| TASK ITEM |
All of the data should be output character for character, except the pictures.

**** THE RECORDS ****

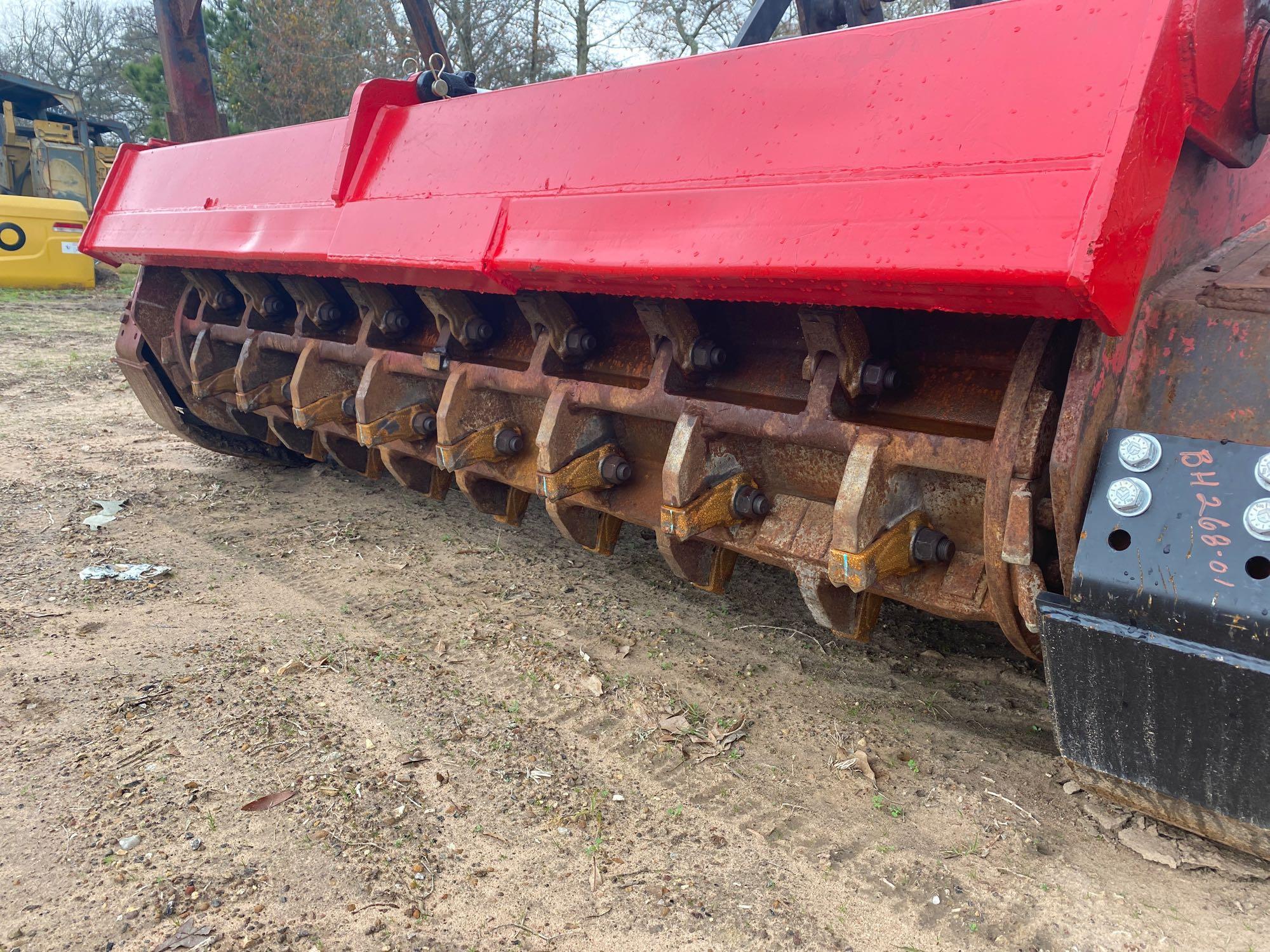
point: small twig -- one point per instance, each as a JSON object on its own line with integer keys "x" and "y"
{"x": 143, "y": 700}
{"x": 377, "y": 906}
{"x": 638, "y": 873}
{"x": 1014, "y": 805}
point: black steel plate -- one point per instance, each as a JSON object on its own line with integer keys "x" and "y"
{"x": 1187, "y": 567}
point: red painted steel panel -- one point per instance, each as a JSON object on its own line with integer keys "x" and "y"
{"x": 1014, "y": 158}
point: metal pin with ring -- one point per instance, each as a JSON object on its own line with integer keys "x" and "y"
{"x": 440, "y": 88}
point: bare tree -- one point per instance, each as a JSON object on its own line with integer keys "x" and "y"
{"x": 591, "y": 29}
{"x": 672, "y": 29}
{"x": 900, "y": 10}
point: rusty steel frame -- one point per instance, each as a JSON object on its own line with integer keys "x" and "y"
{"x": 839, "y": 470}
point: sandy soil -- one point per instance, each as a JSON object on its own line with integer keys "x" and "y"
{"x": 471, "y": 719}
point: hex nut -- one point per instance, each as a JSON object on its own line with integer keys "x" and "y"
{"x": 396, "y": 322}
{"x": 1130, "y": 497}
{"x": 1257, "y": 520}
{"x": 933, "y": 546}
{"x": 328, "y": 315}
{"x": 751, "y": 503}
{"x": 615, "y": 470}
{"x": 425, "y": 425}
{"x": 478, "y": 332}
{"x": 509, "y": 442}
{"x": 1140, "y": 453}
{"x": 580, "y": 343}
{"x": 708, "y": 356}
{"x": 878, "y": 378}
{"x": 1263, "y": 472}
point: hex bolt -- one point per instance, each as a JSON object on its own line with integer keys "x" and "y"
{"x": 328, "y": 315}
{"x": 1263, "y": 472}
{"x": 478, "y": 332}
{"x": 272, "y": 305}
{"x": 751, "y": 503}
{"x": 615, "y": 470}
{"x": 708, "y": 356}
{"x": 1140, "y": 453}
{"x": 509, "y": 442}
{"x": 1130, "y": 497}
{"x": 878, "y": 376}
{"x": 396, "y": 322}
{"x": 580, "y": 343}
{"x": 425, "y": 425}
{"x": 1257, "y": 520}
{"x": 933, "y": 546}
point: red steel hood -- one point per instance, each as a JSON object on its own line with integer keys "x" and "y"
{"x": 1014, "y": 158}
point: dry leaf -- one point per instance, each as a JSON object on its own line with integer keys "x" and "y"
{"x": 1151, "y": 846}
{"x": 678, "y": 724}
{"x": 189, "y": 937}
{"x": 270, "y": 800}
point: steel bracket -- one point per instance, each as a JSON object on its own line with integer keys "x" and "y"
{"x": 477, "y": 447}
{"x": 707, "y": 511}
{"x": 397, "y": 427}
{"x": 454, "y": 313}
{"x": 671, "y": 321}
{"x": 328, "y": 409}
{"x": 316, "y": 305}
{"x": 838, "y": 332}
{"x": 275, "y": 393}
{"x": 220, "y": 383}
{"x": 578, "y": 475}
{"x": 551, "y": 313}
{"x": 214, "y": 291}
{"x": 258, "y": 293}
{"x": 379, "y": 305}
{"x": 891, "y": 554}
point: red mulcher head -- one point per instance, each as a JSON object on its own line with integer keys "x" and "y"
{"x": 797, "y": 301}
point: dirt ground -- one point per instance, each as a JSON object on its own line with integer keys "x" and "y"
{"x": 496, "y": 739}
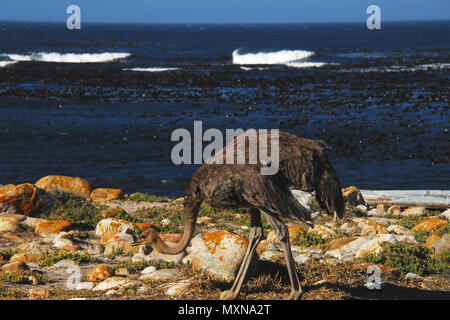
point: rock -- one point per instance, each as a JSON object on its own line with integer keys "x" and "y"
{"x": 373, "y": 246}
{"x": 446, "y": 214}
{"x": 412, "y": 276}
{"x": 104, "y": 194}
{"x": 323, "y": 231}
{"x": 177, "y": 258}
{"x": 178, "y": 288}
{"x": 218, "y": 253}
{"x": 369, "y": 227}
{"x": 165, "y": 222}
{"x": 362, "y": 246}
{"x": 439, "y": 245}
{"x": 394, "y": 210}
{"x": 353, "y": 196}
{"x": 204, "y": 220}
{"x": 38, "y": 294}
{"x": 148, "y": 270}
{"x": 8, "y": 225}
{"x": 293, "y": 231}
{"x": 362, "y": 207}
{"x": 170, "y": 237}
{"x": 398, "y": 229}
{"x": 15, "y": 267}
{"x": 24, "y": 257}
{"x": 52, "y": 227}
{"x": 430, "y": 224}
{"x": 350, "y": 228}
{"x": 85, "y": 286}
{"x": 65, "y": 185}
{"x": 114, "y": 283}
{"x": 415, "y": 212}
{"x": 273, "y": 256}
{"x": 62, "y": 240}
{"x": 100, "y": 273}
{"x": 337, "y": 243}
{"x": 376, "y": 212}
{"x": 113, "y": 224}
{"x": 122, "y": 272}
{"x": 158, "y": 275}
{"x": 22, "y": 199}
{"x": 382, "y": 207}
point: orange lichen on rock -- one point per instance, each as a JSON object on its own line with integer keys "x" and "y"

****

| RESPONSE TO THIS TASK |
point: small twig -- one point per instance, each as a JSON object on its own line with integer keys "x" and "y"
{"x": 143, "y": 700}
{"x": 377, "y": 906}
{"x": 638, "y": 873}
{"x": 1014, "y": 805}
point: black steel plate -- one point per instance, each as a JSON object on its own line with integer keys "x" and "y"
{"x": 1187, "y": 567}
point: red painted steel panel -- one point per instance, each as a JSON object on its own line with integer keys "x" and "y"
{"x": 1014, "y": 158}
point: metal pin with ring -- one point per instance, each as a JSON object on its own line with integer keys "x" and "y"
{"x": 440, "y": 88}
point: bare tree -- one point per instance, each as a JSON object on its own line with integer keys "x" and "y"
{"x": 591, "y": 29}
{"x": 672, "y": 29}
{"x": 900, "y": 10}
point: rusty steel frame -- one point per instance, each as a JSON object on its own line with integer keys "x" and "y"
{"x": 839, "y": 470}
point: sandy soil -- one point per instance, each as a JSON object on its own line with integer keys "x" and "y"
{"x": 471, "y": 719}
point: hex nut -- one point per instance, each as a JSON object on its own line with integer keys "x" and "y"
{"x": 396, "y": 322}
{"x": 1130, "y": 497}
{"x": 1257, "y": 520}
{"x": 933, "y": 546}
{"x": 328, "y": 315}
{"x": 751, "y": 503}
{"x": 615, "y": 470}
{"x": 425, "y": 425}
{"x": 478, "y": 332}
{"x": 509, "y": 442}
{"x": 1140, "y": 453}
{"x": 580, "y": 343}
{"x": 708, "y": 356}
{"x": 878, "y": 378}
{"x": 1263, "y": 472}
point: hex bolt -- one point per instance, each as a JSON object on its own line with integer keys "x" and "y"
{"x": 328, "y": 315}
{"x": 1263, "y": 472}
{"x": 478, "y": 332}
{"x": 272, "y": 305}
{"x": 751, "y": 503}
{"x": 615, "y": 470}
{"x": 708, "y": 356}
{"x": 1140, "y": 453}
{"x": 509, "y": 442}
{"x": 1130, "y": 497}
{"x": 878, "y": 376}
{"x": 396, "y": 322}
{"x": 580, "y": 343}
{"x": 425, "y": 425}
{"x": 1257, "y": 520}
{"x": 933, "y": 546}
point: red steel hood -- one point per instance, each as a JSON object on its own line with integer keys "x" and "y"
{"x": 1014, "y": 158}
point: dry leaf -- one point per instance, each as a JSON object on its own line with integer keys "x" and "y"
{"x": 1151, "y": 846}
{"x": 678, "y": 724}
{"x": 189, "y": 937}
{"x": 270, "y": 800}
point: steel bracket -- one point per instance, each as a JSON object on its own line with integer keys "x" and "y"
{"x": 477, "y": 447}
{"x": 707, "y": 511}
{"x": 397, "y": 427}
{"x": 454, "y": 313}
{"x": 671, "y": 321}
{"x": 328, "y": 409}
{"x": 316, "y": 305}
{"x": 838, "y": 332}
{"x": 275, "y": 393}
{"x": 220, "y": 383}
{"x": 578, "y": 475}
{"x": 551, "y": 313}
{"x": 214, "y": 291}
{"x": 258, "y": 293}
{"x": 379, "y": 305}
{"x": 891, "y": 554}
point: red mulcher head -- one point per instance, each as a JSON object on its own line with integer keys "x" and "y"
{"x": 797, "y": 301}
point: dirt ground -- one point per instance, each as a JSON object on its own line with integer keys "x" and "y"
{"x": 496, "y": 739}
point: rock -- one point per instance, each as a JSON object on its own line with integer keys "x" and "y"
{"x": 373, "y": 246}
{"x": 446, "y": 214}
{"x": 412, "y": 276}
{"x": 104, "y": 194}
{"x": 323, "y": 231}
{"x": 177, "y": 258}
{"x": 178, "y": 288}
{"x": 218, "y": 253}
{"x": 369, "y": 227}
{"x": 165, "y": 222}
{"x": 362, "y": 246}
{"x": 439, "y": 245}
{"x": 394, "y": 210}
{"x": 353, "y": 196}
{"x": 204, "y": 220}
{"x": 38, "y": 294}
{"x": 148, "y": 270}
{"x": 8, "y": 225}
{"x": 293, "y": 231}
{"x": 362, "y": 207}
{"x": 170, "y": 237}
{"x": 398, "y": 229}
{"x": 15, "y": 267}
{"x": 24, "y": 257}
{"x": 52, "y": 227}
{"x": 430, "y": 224}
{"x": 350, "y": 228}
{"x": 85, "y": 286}
{"x": 65, "y": 185}
{"x": 114, "y": 283}
{"x": 415, "y": 212}
{"x": 273, "y": 256}
{"x": 62, "y": 240}
{"x": 100, "y": 273}
{"x": 337, "y": 243}
{"x": 376, "y": 212}
{"x": 113, "y": 224}
{"x": 122, "y": 272}
{"x": 158, "y": 275}
{"x": 22, "y": 199}
{"x": 382, "y": 207}
point: orange lichen on rock -- one point per instance, each as a JSON object on its own line with integer keys "x" and "y"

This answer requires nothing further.